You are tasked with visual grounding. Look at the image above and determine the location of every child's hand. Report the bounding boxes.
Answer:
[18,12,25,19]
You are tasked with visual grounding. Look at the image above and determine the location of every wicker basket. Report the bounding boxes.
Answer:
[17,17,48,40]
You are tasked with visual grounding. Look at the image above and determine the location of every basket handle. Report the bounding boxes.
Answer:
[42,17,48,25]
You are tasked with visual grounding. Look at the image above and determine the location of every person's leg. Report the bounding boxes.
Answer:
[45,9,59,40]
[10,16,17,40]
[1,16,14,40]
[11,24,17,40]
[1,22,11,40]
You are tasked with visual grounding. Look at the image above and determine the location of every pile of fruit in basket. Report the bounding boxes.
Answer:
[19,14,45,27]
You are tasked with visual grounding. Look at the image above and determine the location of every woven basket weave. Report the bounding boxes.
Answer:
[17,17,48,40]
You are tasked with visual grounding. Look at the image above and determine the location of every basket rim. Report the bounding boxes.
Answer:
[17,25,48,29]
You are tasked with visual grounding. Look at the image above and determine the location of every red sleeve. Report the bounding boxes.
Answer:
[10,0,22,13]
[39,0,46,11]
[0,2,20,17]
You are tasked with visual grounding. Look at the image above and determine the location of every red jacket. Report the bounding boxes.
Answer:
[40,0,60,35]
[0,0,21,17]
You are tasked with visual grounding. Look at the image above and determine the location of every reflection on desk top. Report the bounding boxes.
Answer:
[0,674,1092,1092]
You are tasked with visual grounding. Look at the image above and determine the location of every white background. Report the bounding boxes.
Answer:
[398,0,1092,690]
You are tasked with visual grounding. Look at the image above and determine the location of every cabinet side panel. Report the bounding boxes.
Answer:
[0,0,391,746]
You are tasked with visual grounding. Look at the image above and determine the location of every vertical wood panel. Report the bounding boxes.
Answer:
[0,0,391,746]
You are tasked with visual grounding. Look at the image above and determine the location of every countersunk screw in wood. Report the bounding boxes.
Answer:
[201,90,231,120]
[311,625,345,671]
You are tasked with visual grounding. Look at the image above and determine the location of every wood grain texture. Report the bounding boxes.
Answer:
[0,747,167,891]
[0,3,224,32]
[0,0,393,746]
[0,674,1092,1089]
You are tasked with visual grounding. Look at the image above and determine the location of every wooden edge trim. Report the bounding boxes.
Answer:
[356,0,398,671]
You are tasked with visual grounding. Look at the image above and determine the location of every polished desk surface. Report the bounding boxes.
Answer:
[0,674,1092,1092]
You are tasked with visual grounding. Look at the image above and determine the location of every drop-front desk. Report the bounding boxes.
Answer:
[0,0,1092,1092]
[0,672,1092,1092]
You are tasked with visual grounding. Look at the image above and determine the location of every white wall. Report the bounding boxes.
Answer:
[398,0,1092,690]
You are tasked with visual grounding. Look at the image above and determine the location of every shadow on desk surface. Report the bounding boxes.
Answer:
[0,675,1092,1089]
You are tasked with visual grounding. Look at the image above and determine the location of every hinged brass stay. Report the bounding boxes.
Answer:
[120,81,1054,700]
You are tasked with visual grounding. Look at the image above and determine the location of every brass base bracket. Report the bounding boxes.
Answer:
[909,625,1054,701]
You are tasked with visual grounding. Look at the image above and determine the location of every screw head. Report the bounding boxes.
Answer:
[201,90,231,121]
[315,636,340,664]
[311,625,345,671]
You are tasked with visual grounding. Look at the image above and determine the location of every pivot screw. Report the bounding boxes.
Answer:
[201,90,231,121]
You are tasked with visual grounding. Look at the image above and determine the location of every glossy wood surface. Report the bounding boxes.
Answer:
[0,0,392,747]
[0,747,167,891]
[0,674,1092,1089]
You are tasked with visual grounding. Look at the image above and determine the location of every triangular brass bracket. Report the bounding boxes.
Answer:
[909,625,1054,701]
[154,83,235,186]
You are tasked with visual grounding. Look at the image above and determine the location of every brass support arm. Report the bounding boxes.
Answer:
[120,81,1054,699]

WRITTEN PROBLEM: Copy all of the rows above word for word, leaving nothing out.

CORRECT ANSWER:
You are tasked with visual grounding. Look at the image above and determine the location of every child's hand. Report the bounding boxes.
Answer:
[18,12,25,19]
You are tasked with visual grounding. Look at the image above and determine the location of every wicker basket. Report the bounding boxes.
Answer:
[17,17,48,40]
You are tasked with visual grounding. Look at the image above and determine the location of every basket handle. Report the bounding boxes.
Answer:
[42,17,48,25]
You are tasked with visual grounding. Look at the image above and determine the location of every person's leg. Report the bounding boxes.
Answer:
[45,9,59,40]
[10,16,17,40]
[1,16,14,40]
[11,24,17,40]
[1,22,11,40]
You are tasked with visual grounding. Look at the image above and determine the location of every pile of fruit in basket. Report the bounding boxes.
Answer:
[19,14,45,27]
You are tasked with visual grounding. Look at the image above and determine the location of every woven basket weave. Report the bounding boxes.
Answer:
[17,17,48,40]
You are tasked with visual grounding. Look at the image above and determine the location of every basket rim. Report the bounding boxes.
Answer:
[17,25,48,29]
You are tasked with visual grounding. Look at the image above and determine the location of every red sleeve. Report the bounding boxes.
Answer:
[10,0,22,13]
[39,0,46,11]
[0,2,20,17]
You are tasked with visual grounding. Look at the image above and determine the location of every red jacket. Report the bounding boxes.
Answer:
[40,0,60,35]
[0,0,21,17]
You are tasked with visual grounding. Look at the image above and determine the location of every reflection on desk top. Report the bounding boxes.
Answer:
[0,674,1092,1092]
You are tasked with visual grounding. Look at the image above and determine the location of every white background. Report the bounding boxes.
Answer:
[398,0,1092,690]
You are tasked with visual grounding. Look at the image above and determine the location of every cabinet side panel. Report the bounding boxes.
Answer:
[0,0,391,746]
You are tasked with visual grounding. Look at the image above and determine the location of every vertical wood panel. Report the bounding boxes.
Answer:
[0,0,391,746]
You are tasked with visual grounding. Look at the image above and determine the location of every countersunk screw in wood. Report the bounding boxes.
Answer:
[201,90,231,120]
[311,625,345,671]
You are tasked with visual grounding. Look at the image above and determine the location of every wood grain texture. Report the bounding boxes.
Answer:
[0,747,167,891]
[0,3,224,32]
[0,0,393,746]
[0,674,1092,1089]
You are tasked with visual grounding. Look at the image above and determine the location of every wooden edge trim. Report the bounding boxes.
Answer:
[356,0,398,671]
You are tasked with visual grounding. Look at the image above and determine the location of every polished desk surface. Report the bounding boxes.
Answer:
[0,674,1092,1092]
You are tasked with visual grounding. Look at the image above and determine the location of every drop-front desk. Report the bounding boxes.
Answer:
[0,0,1092,1092]
[0,672,1092,1092]
You are tasked with visual grounding. Look at the image above and determine the location of every white wall. Report the bounding boxes.
Answer:
[398,0,1092,690]
You are tasked with visual grounding. Look at the image above and determine the location of every shadow on desk surface. Report the bounding boxes.
Answer:
[0,675,1092,1089]
You are tasked with visual grounding. Look at the image above and determine the location of every hinged brass stay. Report the bounding boxes.
Answer:
[120,81,1054,700]
You are tasked with visual grounding. Look at the image above and determine the location of every brass base bracket. Report the bounding boxes.
Answer:
[909,625,1054,701]
You are tasked with visual grounding. Look at the image above and determine the location of every screw head. Report the bounding boxes.
Answer:
[201,90,231,121]
[315,636,340,664]
[311,625,345,671]
You are tasked with visual grounding. Look at the image above and determine the location of every pivot screw. Report the bounding boxes.
Answer:
[201,90,231,121]
You are tasked with visual grounding. Look at the image above and determine the location of every glossy wood surface. Report the bounding boxes.
Answer:
[0,0,392,747]
[0,747,167,891]
[0,674,1092,1089]
You are tasked with visual grounding. Look at the image above and determine the location of every triangular brass bracket. Report the bounding boxes.
Answer:
[909,625,1054,701]
[154,83,235,186]
You are tasked with visual grounding. Look at the image above and determine the location of every brass support arm. Report the bounding boxes.
Answer:
[120,81,1054,699]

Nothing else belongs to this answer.